**Your objective**: Which lines below contain the word "wooden"? Select each one and copy it out.

(Stored data entries)

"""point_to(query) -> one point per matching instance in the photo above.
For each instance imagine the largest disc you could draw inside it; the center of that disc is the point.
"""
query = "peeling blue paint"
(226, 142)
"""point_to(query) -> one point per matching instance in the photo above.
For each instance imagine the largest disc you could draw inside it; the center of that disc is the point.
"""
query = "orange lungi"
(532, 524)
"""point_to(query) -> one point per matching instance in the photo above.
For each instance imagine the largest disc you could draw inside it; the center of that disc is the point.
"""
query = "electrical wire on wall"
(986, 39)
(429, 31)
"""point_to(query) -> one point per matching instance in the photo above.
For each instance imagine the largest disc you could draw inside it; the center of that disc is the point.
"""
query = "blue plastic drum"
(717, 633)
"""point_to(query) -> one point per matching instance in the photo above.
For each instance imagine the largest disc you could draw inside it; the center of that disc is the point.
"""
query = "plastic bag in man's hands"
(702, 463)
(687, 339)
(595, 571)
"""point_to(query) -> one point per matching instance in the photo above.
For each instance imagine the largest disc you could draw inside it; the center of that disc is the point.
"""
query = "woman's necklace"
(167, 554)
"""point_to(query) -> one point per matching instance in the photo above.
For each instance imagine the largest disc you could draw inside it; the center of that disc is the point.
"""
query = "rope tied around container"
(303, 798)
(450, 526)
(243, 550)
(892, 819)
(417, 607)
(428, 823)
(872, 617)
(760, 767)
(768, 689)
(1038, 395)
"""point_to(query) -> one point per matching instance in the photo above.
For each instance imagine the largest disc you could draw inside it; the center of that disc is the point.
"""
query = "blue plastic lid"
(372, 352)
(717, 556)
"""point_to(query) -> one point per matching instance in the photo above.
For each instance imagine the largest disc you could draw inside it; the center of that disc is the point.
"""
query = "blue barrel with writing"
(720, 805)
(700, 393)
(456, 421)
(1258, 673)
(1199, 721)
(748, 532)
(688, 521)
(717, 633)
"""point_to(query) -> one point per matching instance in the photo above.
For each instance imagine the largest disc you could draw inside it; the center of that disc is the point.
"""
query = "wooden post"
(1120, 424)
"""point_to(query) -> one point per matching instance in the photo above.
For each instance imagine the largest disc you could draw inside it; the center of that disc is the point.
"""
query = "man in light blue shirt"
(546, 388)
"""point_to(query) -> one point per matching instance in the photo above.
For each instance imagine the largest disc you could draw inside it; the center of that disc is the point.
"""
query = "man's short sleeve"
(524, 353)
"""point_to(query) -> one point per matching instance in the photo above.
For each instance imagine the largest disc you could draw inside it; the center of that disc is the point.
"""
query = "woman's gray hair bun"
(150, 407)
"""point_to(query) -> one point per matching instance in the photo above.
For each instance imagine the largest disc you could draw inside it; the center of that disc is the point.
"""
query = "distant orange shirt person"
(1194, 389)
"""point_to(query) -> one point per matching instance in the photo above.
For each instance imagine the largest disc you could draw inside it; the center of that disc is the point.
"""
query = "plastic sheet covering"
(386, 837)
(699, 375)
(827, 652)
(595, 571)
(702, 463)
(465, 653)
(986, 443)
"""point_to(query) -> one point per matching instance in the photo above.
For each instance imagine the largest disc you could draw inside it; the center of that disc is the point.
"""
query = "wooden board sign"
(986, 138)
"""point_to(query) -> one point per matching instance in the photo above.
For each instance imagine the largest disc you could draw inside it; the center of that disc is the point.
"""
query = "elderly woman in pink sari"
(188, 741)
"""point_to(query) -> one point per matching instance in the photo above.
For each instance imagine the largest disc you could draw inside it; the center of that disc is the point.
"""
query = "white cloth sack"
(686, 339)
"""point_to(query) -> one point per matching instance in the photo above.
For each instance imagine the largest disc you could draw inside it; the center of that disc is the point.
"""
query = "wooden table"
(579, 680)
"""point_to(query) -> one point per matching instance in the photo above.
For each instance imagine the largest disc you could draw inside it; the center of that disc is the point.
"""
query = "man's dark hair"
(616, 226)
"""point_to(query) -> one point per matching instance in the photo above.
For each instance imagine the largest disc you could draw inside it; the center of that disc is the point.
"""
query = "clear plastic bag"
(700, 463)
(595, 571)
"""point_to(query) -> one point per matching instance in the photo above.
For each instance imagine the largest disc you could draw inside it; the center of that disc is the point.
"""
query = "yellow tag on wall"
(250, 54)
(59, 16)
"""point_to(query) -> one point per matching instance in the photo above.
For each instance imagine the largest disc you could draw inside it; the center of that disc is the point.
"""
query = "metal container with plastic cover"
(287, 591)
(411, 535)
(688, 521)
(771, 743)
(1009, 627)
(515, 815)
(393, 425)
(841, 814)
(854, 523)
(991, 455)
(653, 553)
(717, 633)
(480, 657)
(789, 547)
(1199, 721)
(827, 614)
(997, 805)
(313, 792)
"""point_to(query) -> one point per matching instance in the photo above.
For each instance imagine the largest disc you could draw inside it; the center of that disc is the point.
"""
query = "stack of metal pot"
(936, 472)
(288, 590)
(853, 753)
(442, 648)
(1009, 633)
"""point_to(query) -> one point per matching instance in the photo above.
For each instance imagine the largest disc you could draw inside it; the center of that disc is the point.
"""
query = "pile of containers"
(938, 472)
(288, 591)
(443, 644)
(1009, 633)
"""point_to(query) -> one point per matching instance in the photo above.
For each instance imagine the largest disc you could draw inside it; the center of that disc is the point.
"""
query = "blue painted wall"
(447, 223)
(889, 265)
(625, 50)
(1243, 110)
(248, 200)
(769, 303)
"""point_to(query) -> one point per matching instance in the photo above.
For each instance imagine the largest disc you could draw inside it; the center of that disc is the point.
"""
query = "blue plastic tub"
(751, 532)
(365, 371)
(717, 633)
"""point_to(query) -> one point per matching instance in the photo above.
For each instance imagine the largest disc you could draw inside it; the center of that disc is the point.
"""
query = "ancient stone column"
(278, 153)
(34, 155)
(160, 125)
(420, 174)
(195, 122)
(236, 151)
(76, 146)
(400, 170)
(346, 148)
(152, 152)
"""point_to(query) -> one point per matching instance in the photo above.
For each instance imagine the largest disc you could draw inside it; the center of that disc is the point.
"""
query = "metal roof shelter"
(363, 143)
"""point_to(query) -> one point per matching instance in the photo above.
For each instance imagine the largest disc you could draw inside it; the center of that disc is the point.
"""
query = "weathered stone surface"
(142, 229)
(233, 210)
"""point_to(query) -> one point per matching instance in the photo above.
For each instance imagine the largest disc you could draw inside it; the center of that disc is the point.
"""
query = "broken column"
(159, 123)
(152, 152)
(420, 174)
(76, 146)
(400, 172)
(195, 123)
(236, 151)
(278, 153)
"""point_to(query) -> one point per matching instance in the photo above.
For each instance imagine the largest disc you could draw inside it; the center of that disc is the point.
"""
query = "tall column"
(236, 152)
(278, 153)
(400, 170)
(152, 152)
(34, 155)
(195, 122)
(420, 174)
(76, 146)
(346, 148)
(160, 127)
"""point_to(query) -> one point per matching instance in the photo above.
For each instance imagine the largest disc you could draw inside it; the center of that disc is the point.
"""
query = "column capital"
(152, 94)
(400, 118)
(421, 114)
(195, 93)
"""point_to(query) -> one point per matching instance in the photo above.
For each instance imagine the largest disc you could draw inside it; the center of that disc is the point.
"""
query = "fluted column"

**Answer for this exercise**:
query = "wooden post"
query = "wooden board sign"
query = "wooden table"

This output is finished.